● Text shown
________________

These processes depend on both random weather patterns and the teleconnection climate regimes. Can I predict how this might go over the next two decades? Heck no, other than that I suspect that the cool phase of the PDO will persist and at some point probably within two decades we will switch to the cool phase of the AMO.

And then there are the known unknowns: what solar radiation will do (looks like cooling), volcanoes are always a wild card, and then there are the less known unknowns such as cosmic ray effects, magnetic field effects, etc. And in terms of climate shifts, there may be something happening on much longer time scales (e.g. the Atlantic Meridional Overturning Circulation) that could influence the next climate regime shift. Focusing on CO2 as the dominant influence on the time scale of two decades seems very misguided to me.

Does ‘ice free’ matter?

The first issue to debunk is that an ‘ice free’ Arctic is some sort of ‘tipping point.’ A number of recent studies find that in models, the loss of summer sea ice cover is highly reversible.

________________

● Source material
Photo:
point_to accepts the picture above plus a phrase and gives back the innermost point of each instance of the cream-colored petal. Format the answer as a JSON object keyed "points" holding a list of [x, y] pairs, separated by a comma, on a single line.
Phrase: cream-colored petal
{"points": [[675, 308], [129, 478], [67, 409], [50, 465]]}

________________

● Problem 1
Reproduce the climate passage word for word, everything from "The first issue" down to "is highly reversible.".
● Problem 2
In the climate passage, what does the writer suspect will happen with the PDO?
● Problem 3
Translate this sentence from the climate passage into Spanish: "Focusing on CO2 as the dominant influence on the time scale of two decades seems very misguided to me."
The listing above is material of its own, unrelated to the climate passage.

● Correct response 1
The first issue to debunk is that an ‘ice free’ Arctic is some sort of ‘tipping point.’ A number of recent studies find that in models, the loss of summer sea ice cover is highly reversible.

● Correct response 2
The writer suspects that the cool phase of the PDO will persist.

● Correct response 3
Centrarse en el CO2 como la influencia dominante en una escala temporal de dos décadas me parece muy equivocado.